(DOCUMENT EXTRACT):
**********
Jamie Milligan

Personal information
- Date of birth: 3 January 1980 (age 46)
- Place of birth: Blackpool, England
- Height: 1.70 m (5 ft 7 in)
- Position: Midfielder

Team information
- Current team: Bamber Bridge (manager)

Senior career*
- Years: Team / Apps / (Gls)
- 1996–2001: Everton / 4 / (0)
- 2001–2003: Blackpool / 75 / (1)
- 2003–2005: Hyde United / 69 / (15)
- 2004: → Fleetwood Town (loan) / 10 / (6)
- 2005–2013: Fleetwood Town / 240 / (42)
- 2013: Hyde / 12 / (2)
- 2013–2014: Southport / 26 / (3)
- 2014–2015: Stockport County / 32 / (3)
- 2015: Harrogate Town / 3 / (0)
- 2018–2019: FC United of Manchester / 1 / (0)
- 2019: AFC Blackpool

International career
- 1998–1999: England U18 / 23 / (9)

Managerial career
- 2019–: Bamber Bridge

= Jamie Milligan =

English footballer (born 1980)

Jamie Milligan (born 3 January 1980) is an English former professional footballer who played as a midfielder. He is the manager of Bamber Bridge.

==Playing career==
Milligan started his career in 1997 as a trainee at Everton. He never started a match, but had four league appearances as a substitute before he left on 21 March 2001 for Blackpool. At Blackpool he stayed until August 2003, scoring one goal against Stockport in 29 league games and once in the Football League Trophy against Scunthorpe. He fractured a foot in training in November 2002, an injury which kept him out for five months. Steve McMahon, the then Blackpool manager, released him at the end of the 2002–03 season.

On 5 August 2003, Milligan signed for Macclesfield Town, but he moved only a month later to Leigh RMI. He then played for Hyde United, who loaned him to Fleetwood in August 2004 after he had recovered from an injury to a cruciate ligament of the knee. Toward the end of the 2004–05 season Milligan made eight appearances for Blackpool's reserve team, hoping to move there. However, in May 2005 Blackpool manager Colin Hendry declined to offer him a contract.
**********
(TASKS AND EXERCISES):
1 > Check each statement against the Jamie Milligan article. For (a), (b), and (c), answer yes or no and quote the words from the article that settle it.
(a) Milligan started several matches for Everton.
(b) Milligan broke a foot in training in November 2002.
(c) Colin Hendry offered Milligan a contract at Blackpool in May 2005.
2 > According to the Jamie Milligan article, who released Milligan at the end of the 2002–03 season?
3 > Continue the Jamie Milligan article, starting right after its last sentence.
**********
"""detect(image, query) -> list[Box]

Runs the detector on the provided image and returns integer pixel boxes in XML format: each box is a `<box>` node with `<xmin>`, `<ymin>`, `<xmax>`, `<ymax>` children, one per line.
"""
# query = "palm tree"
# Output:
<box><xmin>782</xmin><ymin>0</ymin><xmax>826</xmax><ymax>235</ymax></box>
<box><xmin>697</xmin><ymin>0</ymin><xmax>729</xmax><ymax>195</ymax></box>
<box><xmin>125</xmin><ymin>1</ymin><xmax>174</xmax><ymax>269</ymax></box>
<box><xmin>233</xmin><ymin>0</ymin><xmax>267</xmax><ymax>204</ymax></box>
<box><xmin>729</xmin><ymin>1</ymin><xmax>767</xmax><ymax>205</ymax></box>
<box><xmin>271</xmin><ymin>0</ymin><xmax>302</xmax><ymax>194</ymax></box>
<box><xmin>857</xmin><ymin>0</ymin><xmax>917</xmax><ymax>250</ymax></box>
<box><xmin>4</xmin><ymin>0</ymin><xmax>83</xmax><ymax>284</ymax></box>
**********
(EXERCISE ANSWERS):
1 >
(a) No: "He never started a match, but had four league appearances as a substitute"
(b) Yes: "He fractured a foot in training in November 2002"
(c) No: "in May 2005 Blackpool manager Colin Hendry declined to offer him a contract"

2 > Steve McMahon, who was then the Blackpool manager.

3 >
Milligan moved to Fleetwood Town in 2006 and was their club captain. He was their leading scorer in the 2007–08 season with 21 goals. The club won promotion to the Conference North as champions of the Northern Premier League Premier Division, and Milligan was named both the fans' Player of the Season and the players' Player of the Season. On 23 May 2008, he signed a new three-year contract at the club. In 2008, he was voted as the Premier Division Player of the Year and was presented with the Peter Swales Memorial Trophy after Fleetwood's match against Bradford Park Avenue F.C.

On 25 June 2013, Milligan signed for Southport. Milligan's time at Southport wasn't too long, he joined Stockport towards the end of the 2013–14 season playing in most of the club's games. He was made captain by Stockport after Phil Jevons' retirement. On 16 August 2014 he scored his first goal for Stockport against Tamworth, a 90th-minute penalty to send Stockport home as 1–0 winners. He joined Harrogate Town later in the 2014–15 season.

In 2018, Milligan joined FC United of Manchester, making his début for the club as a late substitute in a 2–1 defeat to AFC Telford United on 17 November. He was assistant manager at the club. but left in January 2019 as the manager wished to free up budget for the players budget for the remainder of the season.

==Coaching career==
In February 2008 Milligan teamed up with Gavin McCann, then a Premiership player, to launch the first football academy on the Fylde coast. The Milligan-McCann Academy is aimed at 8- to 12-year-olds and runs at King Edward VII and Queen Mary School in Lytham St Annes. Former Blackpool player John Hills coaches at the academy. In October 2008 the academy received major sponsorship from Northern Care to continue coaching sessions at King Edward VII and Queen Mary School each weekend and to run week-long summer courses. The academy has also received a grant to encourage children to play park football. Milligan was also a coach at Blackpool's Centre of Excellence, where he coached the under-14 team.

Milligan was appointed as manager of Bamber Bridge in December 2019.

As of October 2021, Milligan also runs a football academy with Trevor Sinclair.

==Personal life==
He married on 13 August 2016.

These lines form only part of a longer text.